= TO BE DONE =
Print every line of the material below without alteration, omitting the pictures from your answer.

[Start PROVIDED RECORDS]

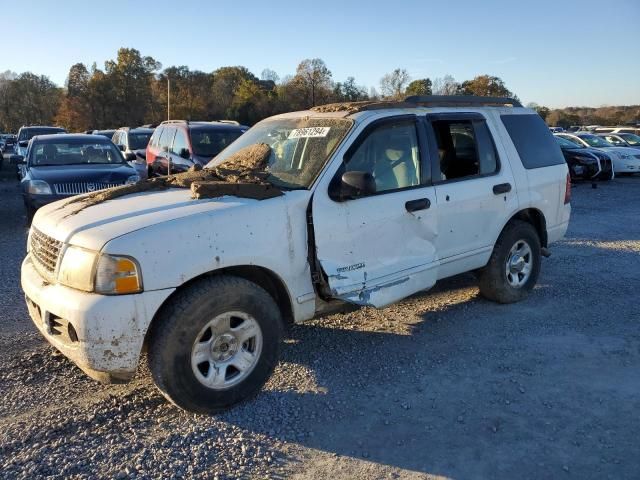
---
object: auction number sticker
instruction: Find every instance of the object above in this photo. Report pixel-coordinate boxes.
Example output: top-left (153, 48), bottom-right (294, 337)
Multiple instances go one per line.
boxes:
top-left (289, 127), bottom-right (331, 138)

[End PROVIDED RECORDS]

= OUTPUT FOR THIS TASK =
---
object: auction number sticker
instruction: Find every instance of the object above in this photo. Report pixel-coordinate boxes.
Example output: top-left (153, 48), bottom-right (294, 337)
Multiple instances go one per line.
boxes:
top-left (289, 127), bottom-right (331, 138)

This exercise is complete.